* **Records to process**
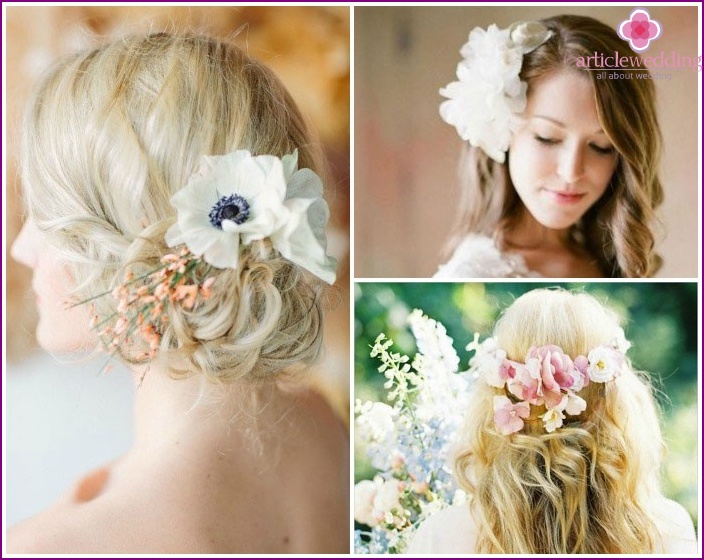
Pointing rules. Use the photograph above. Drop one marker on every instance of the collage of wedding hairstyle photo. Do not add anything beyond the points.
(351, 279)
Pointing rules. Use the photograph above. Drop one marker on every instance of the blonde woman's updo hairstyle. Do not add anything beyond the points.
(584, 488)
(112, 133)
(619, 228)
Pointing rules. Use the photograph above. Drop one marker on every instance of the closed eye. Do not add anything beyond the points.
(544, 140)
(601, 150)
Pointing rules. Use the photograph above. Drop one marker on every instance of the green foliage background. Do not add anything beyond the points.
(660, 319)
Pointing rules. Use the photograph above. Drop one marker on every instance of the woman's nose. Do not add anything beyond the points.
(24, 247)
(571, 165)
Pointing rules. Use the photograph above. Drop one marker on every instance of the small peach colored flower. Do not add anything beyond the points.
(206, 289)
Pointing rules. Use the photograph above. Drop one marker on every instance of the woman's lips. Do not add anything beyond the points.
(564, 197)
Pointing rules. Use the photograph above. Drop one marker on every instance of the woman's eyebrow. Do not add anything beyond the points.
(563, 125)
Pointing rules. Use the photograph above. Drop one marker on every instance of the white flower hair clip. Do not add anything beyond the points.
(547, 377)
(485, 103)
(238, 198)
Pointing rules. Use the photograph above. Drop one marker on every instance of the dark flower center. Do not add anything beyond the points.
(234, 208)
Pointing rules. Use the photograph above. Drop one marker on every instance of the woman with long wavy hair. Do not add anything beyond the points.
(560, 175)
(562, 445)
(175, 221)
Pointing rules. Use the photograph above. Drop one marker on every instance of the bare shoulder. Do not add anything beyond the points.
(676, 527)
(59, 530)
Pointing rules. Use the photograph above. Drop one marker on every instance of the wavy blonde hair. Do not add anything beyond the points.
(584, 488)
(112, 133)
(619, 229)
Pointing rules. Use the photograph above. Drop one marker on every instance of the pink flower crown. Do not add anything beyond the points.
(547, 377)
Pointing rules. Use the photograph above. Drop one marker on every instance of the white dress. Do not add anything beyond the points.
(477, 256)
(453, 531)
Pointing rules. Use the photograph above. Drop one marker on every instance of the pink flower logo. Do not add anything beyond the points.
(639, 30)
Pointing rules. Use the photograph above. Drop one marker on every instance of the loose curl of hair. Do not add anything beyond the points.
(619, 228)
(112, 133)
(582, 489)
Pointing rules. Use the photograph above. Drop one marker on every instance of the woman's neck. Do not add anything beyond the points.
(552, 253)
(173, 414)
(528, 233)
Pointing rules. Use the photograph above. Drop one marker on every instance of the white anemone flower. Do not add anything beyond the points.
(238, 198)
(604, 364)
(486, 103)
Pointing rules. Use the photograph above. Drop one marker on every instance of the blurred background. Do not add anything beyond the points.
(660, 319)
(406, 157)
(63, 419)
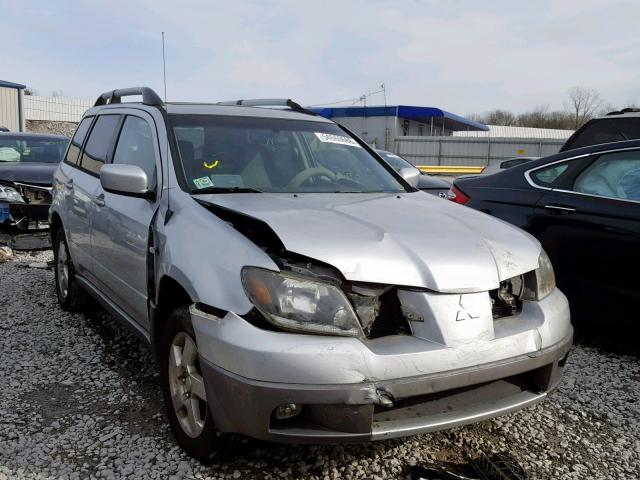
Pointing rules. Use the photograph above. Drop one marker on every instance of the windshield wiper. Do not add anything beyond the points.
(226, 190)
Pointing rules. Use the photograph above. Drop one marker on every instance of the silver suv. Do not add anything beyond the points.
(293, 286)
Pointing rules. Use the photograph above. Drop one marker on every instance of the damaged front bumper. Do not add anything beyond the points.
(348, 390)
(24, 226)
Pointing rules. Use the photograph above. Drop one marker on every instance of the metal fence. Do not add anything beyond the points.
(55, 109)
(472, 151)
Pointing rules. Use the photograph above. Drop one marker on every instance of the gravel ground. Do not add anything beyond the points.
(81, 400)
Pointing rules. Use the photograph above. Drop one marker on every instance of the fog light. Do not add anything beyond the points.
(288, 410)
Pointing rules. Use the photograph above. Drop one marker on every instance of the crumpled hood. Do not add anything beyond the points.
(36, 173)
(411, 239)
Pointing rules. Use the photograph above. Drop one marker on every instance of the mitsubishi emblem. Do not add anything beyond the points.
(463, 313)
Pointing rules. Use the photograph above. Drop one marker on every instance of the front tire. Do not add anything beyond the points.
(70, 296)
(184, 390)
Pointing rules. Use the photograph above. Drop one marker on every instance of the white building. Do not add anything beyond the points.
(501, 131)
(380, 126)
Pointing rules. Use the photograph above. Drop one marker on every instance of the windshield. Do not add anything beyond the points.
(31, 150)
(240, 154)
(394, 160)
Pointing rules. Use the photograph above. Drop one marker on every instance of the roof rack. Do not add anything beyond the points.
(149, 96)
(270, 102)
(624, 110)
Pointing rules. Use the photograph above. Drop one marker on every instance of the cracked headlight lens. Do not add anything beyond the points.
(9, 194)
(299, 303)
(545, 277)
(540, 282)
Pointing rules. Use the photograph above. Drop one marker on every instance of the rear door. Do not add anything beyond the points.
(589, 223)
(120, 232)
(74, 209)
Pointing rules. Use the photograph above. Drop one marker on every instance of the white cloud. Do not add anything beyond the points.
(463, 56)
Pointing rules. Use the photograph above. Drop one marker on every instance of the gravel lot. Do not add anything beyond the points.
(80, 399)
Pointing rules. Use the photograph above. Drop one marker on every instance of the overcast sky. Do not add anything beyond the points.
(462, 56)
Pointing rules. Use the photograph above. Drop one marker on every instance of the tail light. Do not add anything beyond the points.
(456, 195)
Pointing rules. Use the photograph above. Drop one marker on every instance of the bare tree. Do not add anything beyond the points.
(583, 105)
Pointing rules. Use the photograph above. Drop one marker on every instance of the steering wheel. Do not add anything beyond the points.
(305, 175)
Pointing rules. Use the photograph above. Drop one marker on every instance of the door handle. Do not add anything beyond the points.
(560, 209)
(99, 200)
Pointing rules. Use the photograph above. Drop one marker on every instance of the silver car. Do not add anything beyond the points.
(294, 287)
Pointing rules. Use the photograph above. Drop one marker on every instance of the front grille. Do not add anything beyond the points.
(34, 194)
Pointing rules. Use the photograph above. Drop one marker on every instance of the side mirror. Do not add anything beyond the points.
(128, 180)
(411, 175)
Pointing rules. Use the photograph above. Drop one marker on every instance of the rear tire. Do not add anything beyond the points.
(71, 297)
(183, 389)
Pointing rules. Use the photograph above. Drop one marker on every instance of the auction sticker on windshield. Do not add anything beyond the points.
(202, 182)
(330, 138)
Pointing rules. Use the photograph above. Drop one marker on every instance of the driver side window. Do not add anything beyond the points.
(613, 175)
(135, 147)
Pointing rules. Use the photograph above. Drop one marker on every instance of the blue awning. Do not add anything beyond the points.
(4, 83)
(419, 114)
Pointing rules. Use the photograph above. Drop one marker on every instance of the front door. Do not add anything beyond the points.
(120, 233)
(591, 229)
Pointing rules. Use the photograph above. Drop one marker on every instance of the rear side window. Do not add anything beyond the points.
(605, 130)
(613, 175)
(76, 142)
(547, 176)
(135, 147)
(99, 143)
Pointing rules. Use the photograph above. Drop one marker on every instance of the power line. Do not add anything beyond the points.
(355, 99)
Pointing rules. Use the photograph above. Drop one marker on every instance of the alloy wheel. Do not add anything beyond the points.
(187, 385)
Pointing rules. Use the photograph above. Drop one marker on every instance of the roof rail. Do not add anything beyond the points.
(149, 96)
(270, 102)
(625, 110)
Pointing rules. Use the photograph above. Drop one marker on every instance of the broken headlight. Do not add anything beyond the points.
(299, 303)
(9, 194)
(540, 282)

* **What you will do**
If the listing above includes images, copy every line of it exactly except those images.

* **Written response**
Pointing rules. Use the photograph above. Drop one marker on every instance of the collage of wedding hairstyle photo. Do not add anything beyond the points.
(351, 279)
Pointing rules. Use the photograph above. Drop one marker on every instance of the blonde woman's updo hairstyle. Do not add anything beyond the points.
(584, 488)
(112, 133)
(619, 228)
Pointing rules. Use the photograph above. Drop one marker on every instance of the closed eye. Do not add anything beyond the points.
(544, 140)
(601, 150)
Pointing rules. Use the photograph above. Drop one marker on every instance of the green foliage background. Do not add anything beyond the points.
(660, 319)
Pointing rules. Use the photograph above. Drop one marker on every instance of the woman's nose. Do not add anything beyond the points.
(24, 247)
(571, 165)
Pointing rules. Use the photograph above. Drop one marker on every instance of the small peach colored flower. Do not add anything beyond the points.
(206, 289)
Pointing rules. Use the photograph above. Drop one marker on every instance of the woman's lips. Do not add anything beyond the points.
(564, 197)
Pointing rules. Use the photograph above. Drop one marker on every instance of the woman's eyebrow. Do not add anything beyond the points.
(563, 125)
Pointing rules. Use the photograph above. Drop one marker on every instance of the white flower hair clip. Do not add anything beyond the points.
(547, 377)
(485, 103)
(238, 198)
Pointing rules. Use the photograph above. Drop one marker on every instance of the dark flower center. Do not add anything beyond the points.
(234, 208)
Pointing rules. Use the photograph above. Drop one marker on every instance of the woman with long wavy hair. Do not add anything beyond the points.
(560, 175)
(562, 445)
(175, 221)
Pointing rules. Use the photograph above. Drop one marker on every instance of the bare shoulder. Do not add anything beyond the points.
(676, 527)
(59, 530)
Pointing rules. Use the photograph above. Drop one marker on every instance of the wavy blonde hair. Do not add anything beyond the points.
(584, 488)
(112, 133)
(619, 229)
Pointing rules. Use the photograph above. Drop one marker on every instance of the pink flower crown. Do not add anything beyond the points.
(547, 377)
Pointing rules. Use the photograph above. Drop one marker on every instance of the white dress. Do not add anything beyond the points.
(477, 256)
(453, 531)
Pointing rules. Use the photograph above. Drop one marker on every instance of the pink flower logo. Do not add anything beyond the points.
(639, 30)
Pointing rules. Use the photograph above. Drop one marker on every instance of the loose curl of hair. Do not add anything beyond the points.
(619, 228)
(112, 133)
(582, 489)
Pointing rules. Use the photograph above. Drop one marker on every instance of the woman's neck. Do not add anything beyond the points.
(552, 253)
(173, 414)
(528, 233)
Pointing rules. Use the photograph above. Drop one marker on every instance of the white anemone flower. Do not add anything beyond the points.
(238, 198)
(604, 364)
(486, 103)
Pointing rules. Use the photograph above. Drop one marker on every instance of the blurred background. Do not add anything beyond the points.
(660, 319)
(406, 157)
(63, 419)
Pointing rules. Use the photograph above. Drop one marker on every instance of the windshield wiper. Do not add anything beyond the points.
(226, 190)
Pointing rules. Use the photograph above. Drop one marker on every instance of the silver suv. Do not add anything beyond the points.
(293, 286)
Pointing rules. Use the photograph above. Drop one marker on every instance of the damaged front bumper. Do not add anything beyond the points.
(348, 390)
(24, 226)
Pointing rules. Use the photograph above. Drop one marker on every instance of the metal fence. Do not add anything beyond the points.
(55, 109)
(472, 151)
Pointing rules. Use the photograph above. Drop one marker on every instance of the gravel ground. Do not add anything beyond the points.
(81, 400)
Pointing rules. Use the photograph above. Drop one marker on every instance of the fog light. Do not add anything beyond the points.
(288, 410)
Pointing rules. Use the photograph above. Drop one marker on every instance of the crumpled hood. Do not add anything beyond the points.
(36, 173)
(411, 239)
Pointing rules. Use the photograph above. Drop one marker on every instance of the mitsubishi emblem. Do not add anything beyond the points.
(463, 313)
Pointing rules. Use the photograph above. Drop one marker on every instance of the front tire. Do not add anything beyond the points.
(70, 296)
(184, 390)
Pointing rules. Use the photograph above. Drop one marker on every instance of the white building. Do not add anything beyond the points.
(501, 131)
(380, 126)
Pointing rules. Use the photograph above. Drop one marker on every instance of the windshield. Do not add anything beyond the points.
(31, 150)
(240, 154)
(394, 160)
Pointing rules. Use the photograph above. Drop one marker on every instance of the roof rack. Do not add anything beyond the points.
(149, 96)
(270, 102)
(624, 110)
Pointing rules. Use the photograph above. Drop one marker on every instance of the cracked headlight lens. Do not add anything beyond the points.
(9, 194)
(299, 303)
(545, 277)
(540, 282)
Pointing rules. Use the photograph above. Drop one marker on every instance of the rear door. Do not add anything beyond the points.
(589, 223)
(120, 232)
(74, 209)
Pointing rules. Use the photograph above. Drop one marker on every instance of the white cloud. Do not add anything beyond the points.
(463, 56)
Pointing rules. Use the photograph above. Drop one marker on every instance of the gravel lot. Do not add anything beyond the points.
(80, 399)
Pointing rules. Use the photograph above. Drop one marker on every instance of the overcast sky. Do not add anything beyond the points.
(462, 56)
Pointing rules. Use the photograph above. Drop one marker on every instance of the tail light. Do not add anything beyond the points.
(456, 195)
Pointing rules. Use the photograph above. Drop one marker on every instance of the bare tree. Do not add anything beyond the points.
(583, 105)
Pointing rules. Use the photograph above. Drop one marker on every instance of the steering wheel. Do not add anything beyond the points.
(305, 175)
Pointing rules. Use the photograph above. Drop one marker on every instance of the door handle. Do not add anything beyond the points.
(560, 209)
(99, 200)
Pointing rules. Use the photograph above. Drop one marker on every instance of the silver car. Do not add anything beyond the points.
(294, 287)
Pointing rules. Use the photograph above. Drop one marker on every instance of the front grille. Do not add anything beyond the points.
(34, 194)
Pointing rules. Use the photograph above. Drop one marker on every instance of the side mirror. Do not add anything beyond the points.
(128, 180)
(411, 175)
Pointing rules. Use the photograph above. Drop one marker on every instance of the rear tire. Do not add anything beyond the points.
(71, 297)
(183, 389)
Pointing rules. Use the photograph above. Drop one marker on every instance of the auction sticker on windshield. Do not add anything beyond the points.
(202, 182)
(330, 138)
Pointing rules. Use the photograph above. Drop one marker on every instance of the driver side window. Do not add anything beyond the points.
(613, 175)
(135, 147)
Pointing rules. Use the photograph above. Drop one marker on every instance of the blue awning. Do not add anything beyond the points.
(4, 83)
(419, 114)
Pointing rules. Use the photograph above. Drop one marker on every instance of the front door. Do not add anything beyond the points.
(120, 233)
(591, 229)
Pointing rules. Use the photograph above. Drop one marker on every instance of the rear side window. Do not add anything beyond the points.
(605, 130)
(613, 175)
(76, 142)
(547, 176)
(135, 147)
(99, 143)
Pointing rules. Use the photograph above. Drop one marker on every instance of the power line. Do not add anything beyond the points.
(355, 99)
Pointing rules. Use the photograph above. Drop one marker on every instance of the alloy wheel. Do not add anything beyond the points.
(187, 385)
Pointing rules. Use the photograph above. Drop one marker on every instance of the roof rail. Do not add anything beyond the points.
(149, 96)
(270, 102)
(625, 110)
Pointing rules. Use the photograph above. Drop one marker on every instance of the broken headlight. Do not add anything beyond the points.
(299, 303)
(9, 194)
(540, 282)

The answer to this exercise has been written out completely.